Every entry in the listing below is to be output unchanged.

-.-.-

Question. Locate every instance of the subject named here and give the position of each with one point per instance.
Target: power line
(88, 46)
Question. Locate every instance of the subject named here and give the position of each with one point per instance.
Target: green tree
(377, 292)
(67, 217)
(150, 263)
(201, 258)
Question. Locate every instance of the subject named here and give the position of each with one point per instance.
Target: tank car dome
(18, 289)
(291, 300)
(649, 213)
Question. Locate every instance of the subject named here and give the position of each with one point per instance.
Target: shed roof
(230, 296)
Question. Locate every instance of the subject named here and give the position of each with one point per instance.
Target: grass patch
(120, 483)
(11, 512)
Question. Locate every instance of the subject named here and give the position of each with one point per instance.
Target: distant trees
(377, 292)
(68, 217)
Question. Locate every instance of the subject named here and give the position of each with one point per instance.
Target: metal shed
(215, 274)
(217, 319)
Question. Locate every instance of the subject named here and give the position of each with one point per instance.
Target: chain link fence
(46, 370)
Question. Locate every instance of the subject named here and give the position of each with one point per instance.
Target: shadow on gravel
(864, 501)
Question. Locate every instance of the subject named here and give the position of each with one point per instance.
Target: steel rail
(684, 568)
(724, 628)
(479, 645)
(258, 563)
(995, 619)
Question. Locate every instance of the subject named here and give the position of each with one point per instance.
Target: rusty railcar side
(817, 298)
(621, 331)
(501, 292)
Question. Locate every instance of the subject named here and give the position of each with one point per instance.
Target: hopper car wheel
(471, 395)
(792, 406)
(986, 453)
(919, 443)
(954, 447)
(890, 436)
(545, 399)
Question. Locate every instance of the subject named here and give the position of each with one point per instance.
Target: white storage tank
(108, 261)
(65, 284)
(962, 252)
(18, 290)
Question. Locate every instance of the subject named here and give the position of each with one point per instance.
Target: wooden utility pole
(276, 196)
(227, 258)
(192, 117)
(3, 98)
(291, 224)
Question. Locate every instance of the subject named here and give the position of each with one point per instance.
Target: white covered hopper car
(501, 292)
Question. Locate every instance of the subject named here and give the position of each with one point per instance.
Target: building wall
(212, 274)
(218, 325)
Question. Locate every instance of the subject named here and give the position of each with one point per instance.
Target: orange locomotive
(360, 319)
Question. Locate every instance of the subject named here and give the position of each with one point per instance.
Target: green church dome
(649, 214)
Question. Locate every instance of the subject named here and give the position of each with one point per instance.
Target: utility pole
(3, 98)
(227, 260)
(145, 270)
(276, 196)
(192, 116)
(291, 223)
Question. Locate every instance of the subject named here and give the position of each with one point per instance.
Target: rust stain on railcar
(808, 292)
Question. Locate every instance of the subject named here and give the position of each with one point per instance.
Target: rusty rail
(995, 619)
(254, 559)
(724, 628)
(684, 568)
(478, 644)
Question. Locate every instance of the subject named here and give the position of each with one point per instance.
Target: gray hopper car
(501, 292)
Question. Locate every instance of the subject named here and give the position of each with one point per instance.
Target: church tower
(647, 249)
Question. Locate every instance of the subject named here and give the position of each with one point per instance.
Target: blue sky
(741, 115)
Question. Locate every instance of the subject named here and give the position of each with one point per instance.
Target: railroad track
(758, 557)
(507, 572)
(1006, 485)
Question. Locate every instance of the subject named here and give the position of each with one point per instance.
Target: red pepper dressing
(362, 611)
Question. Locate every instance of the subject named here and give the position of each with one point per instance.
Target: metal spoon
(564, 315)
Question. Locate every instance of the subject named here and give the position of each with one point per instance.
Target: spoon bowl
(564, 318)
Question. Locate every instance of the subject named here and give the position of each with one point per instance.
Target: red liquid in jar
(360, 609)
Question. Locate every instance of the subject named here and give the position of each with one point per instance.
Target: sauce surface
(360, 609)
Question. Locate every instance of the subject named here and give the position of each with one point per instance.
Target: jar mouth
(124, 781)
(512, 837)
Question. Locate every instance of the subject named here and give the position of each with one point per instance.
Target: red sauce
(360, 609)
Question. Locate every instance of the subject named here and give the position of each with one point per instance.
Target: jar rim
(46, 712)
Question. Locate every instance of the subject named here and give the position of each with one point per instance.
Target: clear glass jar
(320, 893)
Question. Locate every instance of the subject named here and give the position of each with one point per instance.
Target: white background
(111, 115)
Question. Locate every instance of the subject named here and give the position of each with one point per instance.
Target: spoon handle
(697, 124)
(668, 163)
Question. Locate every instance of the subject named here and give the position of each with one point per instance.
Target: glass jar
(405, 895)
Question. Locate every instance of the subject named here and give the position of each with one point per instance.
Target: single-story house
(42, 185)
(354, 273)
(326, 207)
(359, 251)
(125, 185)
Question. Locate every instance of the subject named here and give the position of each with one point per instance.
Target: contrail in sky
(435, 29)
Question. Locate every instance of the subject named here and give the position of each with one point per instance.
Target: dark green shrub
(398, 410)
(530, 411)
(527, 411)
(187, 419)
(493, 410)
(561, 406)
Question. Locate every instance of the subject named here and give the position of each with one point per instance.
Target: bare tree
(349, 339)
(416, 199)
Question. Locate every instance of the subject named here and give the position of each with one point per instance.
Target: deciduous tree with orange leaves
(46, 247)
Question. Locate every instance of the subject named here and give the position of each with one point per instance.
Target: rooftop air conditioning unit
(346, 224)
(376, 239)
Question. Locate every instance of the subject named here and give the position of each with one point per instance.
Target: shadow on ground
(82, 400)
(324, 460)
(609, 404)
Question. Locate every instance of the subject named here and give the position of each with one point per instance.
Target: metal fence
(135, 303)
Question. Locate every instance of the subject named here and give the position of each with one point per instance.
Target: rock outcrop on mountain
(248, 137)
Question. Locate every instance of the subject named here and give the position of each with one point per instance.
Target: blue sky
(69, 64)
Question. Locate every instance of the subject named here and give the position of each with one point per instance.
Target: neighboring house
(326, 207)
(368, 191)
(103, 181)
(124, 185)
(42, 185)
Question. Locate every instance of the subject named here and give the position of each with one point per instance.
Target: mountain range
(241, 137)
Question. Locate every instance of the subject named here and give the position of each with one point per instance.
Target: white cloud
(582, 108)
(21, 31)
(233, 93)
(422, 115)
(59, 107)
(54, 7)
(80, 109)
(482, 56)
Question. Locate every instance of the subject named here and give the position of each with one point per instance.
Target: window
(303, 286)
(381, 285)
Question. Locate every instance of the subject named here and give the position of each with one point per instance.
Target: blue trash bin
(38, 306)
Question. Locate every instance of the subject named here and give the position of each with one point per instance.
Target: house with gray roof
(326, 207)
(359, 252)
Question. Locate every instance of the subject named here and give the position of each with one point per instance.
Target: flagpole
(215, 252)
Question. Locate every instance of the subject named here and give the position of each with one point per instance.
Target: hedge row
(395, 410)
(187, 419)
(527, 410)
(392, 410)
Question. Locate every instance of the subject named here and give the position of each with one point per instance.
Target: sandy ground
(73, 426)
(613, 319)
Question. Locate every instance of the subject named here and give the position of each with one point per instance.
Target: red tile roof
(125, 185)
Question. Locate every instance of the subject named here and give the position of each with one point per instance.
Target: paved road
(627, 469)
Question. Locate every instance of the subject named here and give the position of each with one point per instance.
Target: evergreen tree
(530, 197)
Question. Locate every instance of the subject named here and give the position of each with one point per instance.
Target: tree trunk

-.-.-

Answer:
Question. Locate every instance of the subject named here and give the position of each with one point per instance.
Target: power line
(88, 46)
Question. Locate every instance of the subject named here and give the position of each with one point per instance.
Target: green tree
(377, 292)
(67, 217)
(150, 263)
(201, 258)
Question. Locate every instance of the subject named here and give the position of each with one point per instance.
Target: tank car dome
(18, 289)
(291, 300)
(649, 213)
Question. Locate every instance of the subject named here and give the position of each with one point per instance.
Target: shed roof
(230, 296)
Question. Locate every instance of the subject named here and give the position of each with one point per instance.
Target: grass patch
(120, 483)
(11, 512)
Question. Locate every instance of the subject named here and give the position of each with one point per instance.
Target: distant trees
(377, 292)
(68, 217)
Question. Locate every instance of the subject named here and give the position of each with one point per instance.
Target: metal shed
(215, 274)
(217, 319)
Question. Locate every instance of the subject named here and give the position of each with one point per instance.
Target: chain link fence
(46, 370)
Question. Locate every instance of the subject named here and give the position of each with one point per instance.
Target: shadow on gravel
(864, 501)
Question. Locate every instance of the subject named here and give the position of each with one point per instance.
Target: steel rail
(684, 568)
(724, 628)
(479, 645)
(258, 563)
(995, 619)
Question. Locate every instance of the subject named here and give the position of each with one point per instance.
Target: rusty railcar side
(817, 298)
(621, 331)
(501, 292)
Question. Locate every instance of the subject named here and give the position of each with one point per instance.
Target: hopper car wheel
(471, 395)
(792, 406)
(986, 453)
(919, 443)
(954, 447)
(890, 436)
(545, 399)
Question. Locate every instance of the subject named here and give the position of each with one point per instance.
Target: white storage tank
(108, 261)
(65, 284)
(962, 252)
(18, 290)
Question. Locate every instance of the subject named here and give the position of each with one point per instance.
Target: wooden utility pole
(276, 196)
(227, 258)
(192, 117)
(3, 98)
(291, 224)
Question. Locate every instance of the subject named here and give the position of each with one point per instance.
Target: white covered hopper car
(501, 292)
Question. Locate every instance of the subject named here and give the position of each with one point per instance.
Target: building wall
(212, 274)
(218, 325)
Question. Locate every instance of the subject named here and give the position of each with one point per instance.
Target: orange locomotive
(360, 319)
Question. Locate every instance of the subject named here and give the position of each with one point per instance.
Target: green church dome
(649, 214)
Question. Locate every instance of the subject named here and give the position of each with one point per instance.
Target: utility pole
(3, 98)
(227, 260)
(145, 270)
(276, 196)
(192, 116)
(291, 223)
Question. Locate every instance of the subject named here and give the position of each with one point per instance.
Target: rust stain on railcar
(808, 292)
Question. Locate every instance of the subject named here and give the position of each with one point per instance.
Target: rusty rail
(995, 619)
(254, 559)
(724, 628)
(684, 568)
(478, 644)
Question. Locate every instance of the subject named here and give the position of each with one point per instance.
Target: gray hopper car
(501, 292)
Question. Locate every instance of the subject named here and give the position of each with one point per instance.
Target: church tower
(647, 249)
Question. Locate every instance of the subject named here and give the position of each with one point per instance.
Target: blue sky
(741, 115)
Question. Locate every instance of the subject named here and give the position of each with one point per instance.
Target: railroad track
(758, 557)
(507, 572)
(1006, 485)
Question. Locate every instance of the subject named here and give the position of each with one point per instance.
Target: red pepper dressing
(362, 611)
Question. Locate every instance of the subject named here and give the position of each with one point per instance.
Target: metal spoon
(564, 315)
Question. Locate every instance of the subject named here and give the position of each with one point per instance.
Target: spoon bowl
(564, 318)
Question. Locate every instance of the subject named here and give the position of each with one point per instance.
Target: red liquid in jar
(360, 609)
Question. Locate every instance of the subject named here and give the position of each with one point per instance.
Target: sauce surface
(360, 609)
Question. Locate every instance of the subject named here and give the position of each with one point per instance.
Target: jar mouth
(124, 781)
(512, 837)
Question. Locate every instance of the subject named here and give the position of each with one point per instance.
Target: red sauce
(360, 609)
Question. Locate every instance of the subject named here and give the position of each with one point per instance.
Target: jar rim
(46, 712)
Question. Locate every instance of the subject named here and give the position of each with one point per instance.
Target: clear glass jar
(320, 893)
Question. Locate every instance of the subject named here and give the position of each with one point per instance.
Target: white background
(111, 115)
Question. Locate every instance of the subject named here and give the position of each with one point per instance.
Target: spoon handle
(697, 124)
(668, 163)
Question. Locate every instance of the subject named here and give the position of each with one point per instance.
Target: glass jar
(405, 895)
Question. Locate every instance of the subject named here and give the position of each with one point per instance.
Target: single-story house
(42, 185)
(354, 273)
(326, 207)
(359, 251)
(125, 185)
Question. Locate every instance of the subject named here and give the position of each with one point per instance.
Target: contrail in sky
(435, 29)
Question. Locate every instance of the subject named here and give the position of each with one point per instance.
Target: dark green shrub
(398, 410)
(530, 411)
(527, 411)
(187, 419)
(493, 410)
(561, 406)
Question. Locate every instance of the subject named here and give the position of each with one point per instance.
Target: bare tree
(349, 339)
(416, 199)
Question. Locate every instance of the subject named here and give the position of each with one point per instance.
Target: deciduous tree with orange leaves
(46, 247)
Question. Locate every instance of the subject named here and give the position of each with one point per instance.
Target: rooftop air conditioning unit
(346, 224)
(376, 239)
Question. Locate every instance of the subject named here and give the position of each with one point per instance.
Target: shadow on ground
(82, 400)
(324, 460)
(609, 404)
Question. Locate every instance of the subject named here and give the position of each with one point per instance.
Target: metal fence
(135, 303)
Question. Locate every instance of the subject named here and give the position of each with one point per instance.
Target: rock outcrop on mountain
(248, 137)
Question. Locate every instance of the subject named here and give the position of each with one point per instance.
Target: blue sky
(69, 64)
Question. Locate every instance of the subject named here and give the position of each with one point per instance.
Target: neighboring house
(326, 207)
(368, 191)
(103, 181)
(124, 185)
(42, 185)
Question. Locate every instance of the subject named here and give the position of each with one point per instance.
Target: mountain range
(241, 137)
Question. Locate every instance of the subject named here and give the position of each with one point per instance.
Target: white cloud
(582, 108)
(21, 31)
(233, 93)
(422, 115)
(59, 107)
(54, 7)
(80, 109)
(482, 56)
Question. Locate every instance of the subject named here and give the position of each with one point per instance.
Target: window
(303, 286)
(381, 285)
Question. Locate every instance of the subject named here and give the position of each with one point per instance.
Target: blue trash bin
(38, 306)
Question. Locate every instance of the subject named here and give the position of each with one point per instance.
Target: house with gray roof
(326, 207)
(359, 252)
Question. Locate every instance of the subject named here and give the position of each with one point per instance.
Target: flagpole
(215, 252)
Question. Locate every instance of the subject named here and give the position of each with one point per instance.
Target: hedge row
(395, 410)
(187, 419)
(527, 410)
(392, 410)
Question. Locate every instance of the subject named here and give the position of each with one point per instance.
Target: sandy ground
(73, 426)
(613, 319)
Question. Locate every instance of the subject named here and give the position of each with one point per instance.
Target: red tile roof
(125, 185)
Question. Locate every instance of the subject named here and give the position of each with one point per instance.
Target: paved road
(627, 469)
Question. Locate every instance of the subject named here and give the position of each with one point per instance.
Target: evergreen tree
(530, 197)
Question. Locate every instance of the subject named here and give the position of each with one point per instance.
Target: tree trunk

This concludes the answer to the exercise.